Question

Question #286172

Find the local and absolute extreme values of the function on the given interval. Also

specify the intervals where function is increasing or decreasing

𝑓(𝑥) = 𝑥 + 2𝑐𝑜𝑠𝑥

Expert's answer

f(x)=x+2\cos x

Domain: $(-\infin, \infin)$

Find the fist derivative with respect to $x$

f'(x)=(x+2\cos x)'=1-2\sin x

Find the critical number(s)

f'(x)=0=>1-2\sin x=0

x=(-1)^n\dfrac{\pi}{6}+\pi n, n\in \Z

Critical numbers: $(-1)^n\dfrac{\pi}{6}+\pi n, n\in \Z$

Find the second derivative with respect to $x$

f''(x)=(1-2\sin x)'=-\cos x

f''(\dfrac{\pi}{6}+2\pi n)=-\dfrac{\sqrt{3}}{2}<0

f''(\dfrac{5\pi}{6}+2\pi n)=\dfrac{\sqrt{3}}{2}>0

i) If $x\in [-\pi, \pi]$

f(-\pi)=-\pi+2\cos (-\pi)=-\pi-2

f(\pi)=\pi+2\cos (\pi)=\pi-2

f(\dfrac{\pi}{6})=\dfrac{\pi}{6}+\sqrt{3}

f(\dfrac{5\pi}{6})=\dfrac{5\pi}{6}-\sqrt{3}

The function $f(x)$ has a local maximum on $[-\pi, \pi]$ with value of $\dfrac{\pi}{6}+\sqrt{3}$ at $x=\dfrac{\pi}{6}.$

The function $f(x)$ has a local minimum on $[-\pi, \pi]$ with value of $\dfrac{5\pi}{6}-\sqrt{3}$ at $x=\dfrac{5\pi}{6}.$

The function $f(x)$ has the absolute maximum on $[-\pi, \pi]$ with value of $\dfrac{\pi}{6}+\sqrt{3}$ at $x=\dfrac{\pi}{6}.$

The function $f(x)$ has the absolute minimum on $[-\pi, \pi]$ with value of $-\pi-2$ at $x=-\pi.$

The function $f(x)$ increases on $(-\pi, \dfrac{\pi}{6})\cup(\dfrac{5\pi}{6}, \pi).$

The function $f(x)$ decreases on $(\dfrac{\pi}{6}, \dfrac{5\pi}{6}).$

ii)

• _Your tasks_:
• 1. From the extreme-values solution, reproduce the part that opens with the words containing "Expert's answer" and closes with "the critical number(s)".
• 2. Do the following statements agree with the extreme-values solution? Answer yes or no for each, quoting the words of the solution that decide it.
(a) The second derivative of the function is −cos x.
(b) On the interval from −π to π, the absolute minimum occurs at x = π.
(c) The function decreases between π/6 and 5π/6.
• 3. Answer these questions from the extreme-values solution.
(a) What domain is given for the function?
(b) What value is computed for f(π)?
(c) At what value of x does the local maximum on the interval from −π to π occur?

• _Available data_:

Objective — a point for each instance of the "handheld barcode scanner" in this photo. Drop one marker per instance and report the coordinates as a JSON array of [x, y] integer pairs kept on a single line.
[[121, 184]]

• _The answers_:
• 1.
Expert's answer

f(x)=x+2\cos x

Domain: $(-\infin, \infin)$

Find the fist derivative with respect to $x$

f'(x)=(x+2\cos x)'=1-2\sin x

Find the critical number(s)

• 2.
(a) Yes: "f''(x)=(1-2\sin x)'=-\cos x"
(b) No: "The function $f(x)$ has the absolute minimum on $[-\pi, \pi]$ with value of $-\pi-2$ at $x=-\pi.$"
(c) Yes: "The function $f(x)$ decreases on $(\dfrac{\pi}{6}, \dfrac{5\pi}{6}).$"

• 3.
(a) (−∞, ∞)
(b) π − 2
(c) x = π/6